== Work to do ==
1. Reproduce the part of the article on the UN and Jewish presence starting at "The UN Doesn’t" and ending at "Jewish movement intolerable.".
2. Answer these questions using the article on the UN and Jewish presence:
(a) According to the photo caption, where are Jews shown praying in an act the United Nations considers "illegal"?
(b) Which book, chapter and verse is cited for the words "I carried you on eagles' wings and brought you to Me"?
(c) About how many people did Operation Kanfei Nesharim lift?

== Provided passage ==
The UN Doesn’t Just Oppose Policy — It Delegitimizes Jewish Presence Itself

Despite the UN protesting the importance of protecting migrants, it passes resolutions specifically delegitimizing Jewish ones. It routinely asserts that Jews must not live in the very heartland of Jewish history. It passes resolutions declaring Jewish homes illegitimate, Jewish neighborhoods unacceptable, Jewish movement intolerable.

Every other people is encouraged to preserve identity and build community. Only Jews are told their presence in their ancestral homeland is an international crime. That their businesses should be labeled in specific lists, targeted for boycott and sanction.

This Isn’t Hypocrisy. It’s Anti-Jewish Discrimination.


Hypocrisy would imply the UN is failing its principles. But the UN applies its principles perfectly — just not to Jews.

It welcomes migrants when they are African, Asian, Latin American, European. It defends them when they are persecuted or undocumented.

But when they are Jewish, the vocabulary changes instantly and the moral umbrella snaps shut.

The world’s most ancient migrant people — the “wandering Jew” expelled, dispersed, and wandering for centuries — is the only group the UN insists may not migrate back home.

That is not flawed idealism. That is targeted exclusion.

Jews praying at the Western Wall, an act considered “illegal” by the United Nations, trespassing on lands it considers “occupied Palestine.” (photo: First One Through)


Where the Eagles Still Land

At Sinai, God tells the Israelites: “I carried you on eagles’ wings and brought you to Me” (Exodus 19:4). It is the Torah’s softest reassurance — that when the world turns crushingly heavy, something stronger will lift the Jewish people before they disappear beneath its weight.

Every generation reads the verse and wonders how such a thing could ever happen again.

The Yemenite Wings

In 1949–50, it did.

Yemenite Jews — who had kept Hebrew alive for centuries through chants in dim courtyards — found themselves suddenly gathered into airplanes they had never seen before. Operation Kanfei Nesharim lifted nearly 50,000 people from danger to home, a moment so surreal that many believed prophecy had slipped back into the world.

They came to Tel Aviv’s Kerem HaTeimanim, where the streets still hold their memory: Rechov Kanfei Nesharim, Rechov HaAliyah HaTeimanit, and alleys named after the poets and dreamers who carried Yemen’s Jewish soul through generations of exile. The neighborhood became a landing place for people who had lived so close to the dust of history that being lifted into the sky felt like God reaching down again.

== Data block ==
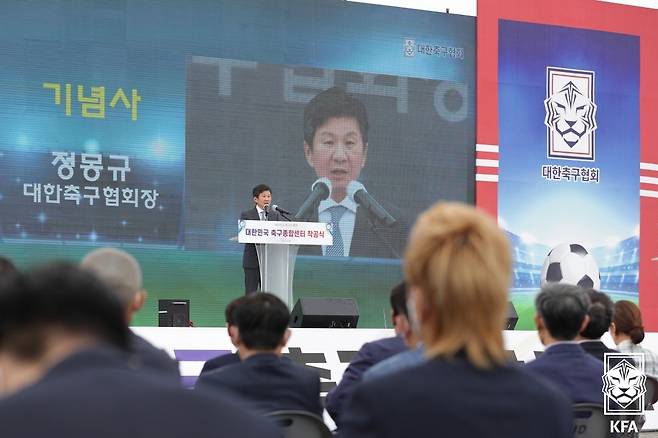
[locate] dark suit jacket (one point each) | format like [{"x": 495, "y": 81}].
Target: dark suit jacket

== Set of answers ==
1.
The UN Doesn’t Just Oppose Policy — It Delegitimizes Jewish Presence Itself

Despite the UN protesting the importance of protecting migrants, it passes resolutions specifically delegitimizing Jewish ones. It routinely asserts that Jews must not live in the very heartland of Jewish history. It passes resolutions declaring Jewish homes illegitimate, Jewish neighborhoods unacceptable, Jewish movement intolerable.

2.
(a) At the Western Wall.
(b) Exodus 19:4.
(c) Nearly 50,000.